▶ _Required tasks_:
**a.** List each column of the base table in the forum thread on deleting duplicate records below, along with the data type the thread gives for it.
**b.** From the forum thread on deleting duplicate records below, reproduce the passage from "Now i want the" to "me in this.".

▶ _Document excerpt_:
| |
|
If this is your first visit, be sure to check out the FAQ by clicking the link above.
You may have to register before you can post: click the register link above to proceed.
To start viewing messages, select the forum that you want to visit from the selection below.
|
 |

02-05-12, 12:17
|
|
Registered User
|
|
Join Date: Feb 2012
Posts: 7
|
|
|
Delete Duplicate Records-without primary key
|
|
Hi All ,
I want to delete the duplicate record from a table keeping 1 record aside.
my base table is-info
id name class
2 abc 6a
3 abc 6a
4 abc 6a
1 abc 6a
2 abc 6a
4 abc 6a
4 abc 6a
3 abc 6a
3 abc 6a
1 abc 6a
2 abc 6a
5 abc 6a
id-int
name-text
class-varchar
(there is no primary key in this table)
Now i want the result in following way:
id name class
2 abc 6a
3 abc 6a
4 abc 6a
1 abc 6a
I have tried the following query and its running fine but its not a dynamic stuff.
DELETE top (SELECT COUNT(*)-1 FROM aaa WHERE id ='3') --or put some number
FROM aaa
WHERE id ='3'-- or put some number
So i was wondering if some one could help me in this.
Many thanks,
Preetpal kapoor
|
|

02-05-12, 12:38
|
|
Registered User
|
|
Join Date: Nov 2003
Posts: 2,407
|
|
If you have enough disk space and then you could do the following:
Code:
SELECT DISTINCT id, name, class
into #temp
FROM aaa;
TRUNCATE TABLE aaa;
INSERT INTO aaa (id, name, class)
SELECT id, name, class
FROM #temp;
COMMIT;
|
|

02-05-12, 12:47
|
|
Registered User
|
|
Join Date: Feb 2012
Posts: 7
|
|
|
|
Sorry I cant make any temp table.
I know this method but this should be done through a single query.
|
|

02-05-12, 12:57
|
|
Registered User
|
|
Join Date: Nov 2003
Posts: 2,407
|
|
Quote:
Originally Posted by preetpalkpaoor
Sorry I cant make any temp table.
|
Why is that so?
|
|

02-05-12, 13:07
|
|
Registered User
|
|
Join Date: Feb 2012
Posts: 7
|
|
Because i have to optimize the query execution time.
And by creating a temp table and then deleting it will slow down the processing of a query.
This query will be used on a real time system and if it hampers the performance then it is of no use.
|
|

02-05-12, 13:17
|
|
Registered User
|
|
Join Date: Nov 2003
Posts: 2,407
|
|
Quote:
Originally Posted by preetpalkpaoor
Because i have to optimize the query execution time.
And by creating a temp table and then deleting it will slow down the processing of a query.
This query will be used on a real time system and if it hampers the performance then it is of no use.
|
So did you test if if the execution time was too slow?
And if this "hampers" the performance?
|
|

02-05-12, 13:40
|
|
Registered User
|
|
Join Date: Feb 2012
Posts: 7
|
|
At present the table which i have provided you in my query is a fake one (or just for practice) and with this much data it will not hamper .
But on my real time data it is hampering because i have tried this earlier and sued by my senior.

▶ _Available data_:
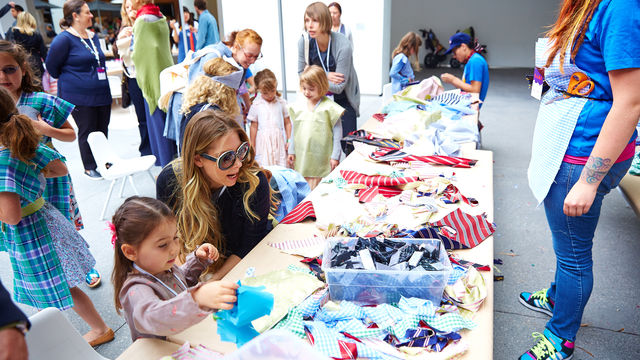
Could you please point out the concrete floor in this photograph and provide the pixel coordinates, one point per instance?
(611, 324)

▶ _Solutions by task_:
**a.**
id: int
name: text
class: varchar

**b.**
Now i want the result in following way:
id name class
2 abc 6a
3 abc 6a
4 abc 6a
1 abc 6a
I have tried the following query and its running fine but its not a dynamic stuff.
DELETE top (SELECT COUNT(*)-1 FROM aaa WHERE id ='3') --or put some number
FROM aaa
WHERE id ='3'-- or put some number
So i was wondering if some one could help me in this.